**Instruction 1**
In the Pillar Nodes text, what is an SLA of a Node called in JOpt.TourOptimizer?
**Instruction 2**
From the Pillar Nodes text, reproduce word for word the stretch from "Guaranteed SLA matching" through "is not acceptable?".

**Text excerpt**
Pillar Nodes (CapturedNodes)

Guaranteed SLA matching through hard constraints by architecture

One of the most challenging tasks in route and schedule optimization is to avoid SLA violations. In JOpt.TourOptimizer, an SLA of a Node is called an OpeningHour with a particular TimeWindow. Usually, optimizers try to position Nodes most optimally, sometimes even violating SLAs depending on the cost-benefit ratio. But how do you tell an optimizer that being 10 minutes late at one Node is fine, but for another Node, it is not acceptable?

Most optimizers address this by assigning extremely high cost penalties. In JOpt, we take a fundamentally different approach: a hard constraint is an architectural property, not a cost property. The optimizer's architecture is designed so that hard constraints cannot be violated. The search space is structurally cut to exclude invalid solutions.

A CapturedNode (also called a Pillar or PillarNode) is the primary mechanism for this. Its OpeningHours cannot be violated under any circumstances. Other nodes in the schedule flow around the Pillar. They shift, reorder, or move to different resources to keep the Pillar's time window intact.

**Data shown**

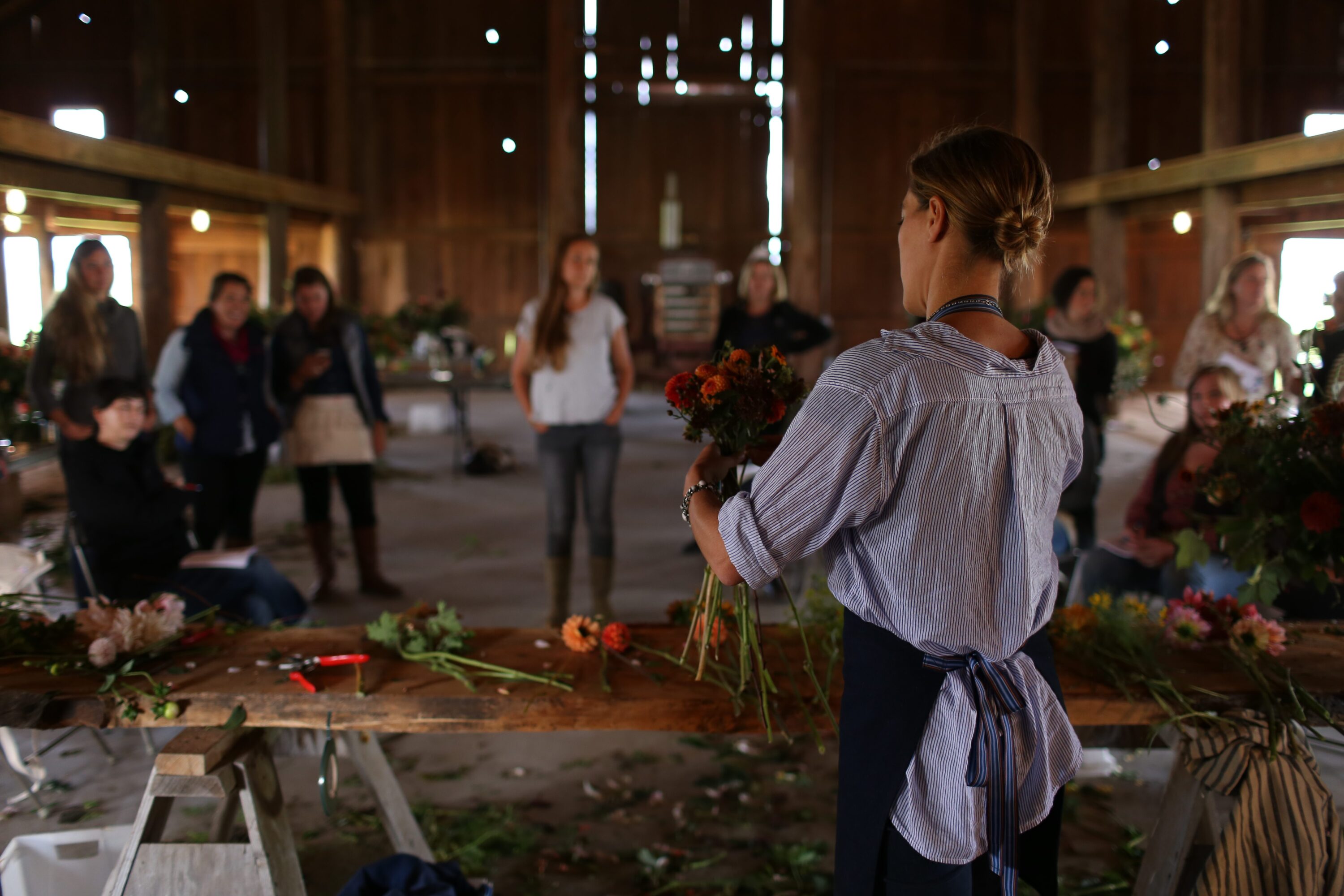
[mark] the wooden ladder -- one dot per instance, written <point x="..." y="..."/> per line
<point x="237" y="767"/>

**Final result 1**
An OpeningHour with a particular TimeWindow.

**Final result 2**
Guaranteed SLA matching through hard constraints by architecture

One of the most challenging tasks in route and schedule optimization is to avoid SLA violations. In JOpt.TourOptimizer, an SLA of a Node is called an OpeningHour with a particular TimeWindow. Usually, optimizers try to position Nodes most optimally, sometimes even violating SLAs depending on the cost-benefit ratio. But how do you tell an optimizer that being 10 minutes late at one Node is fine, but for another Node, it is not acceptable?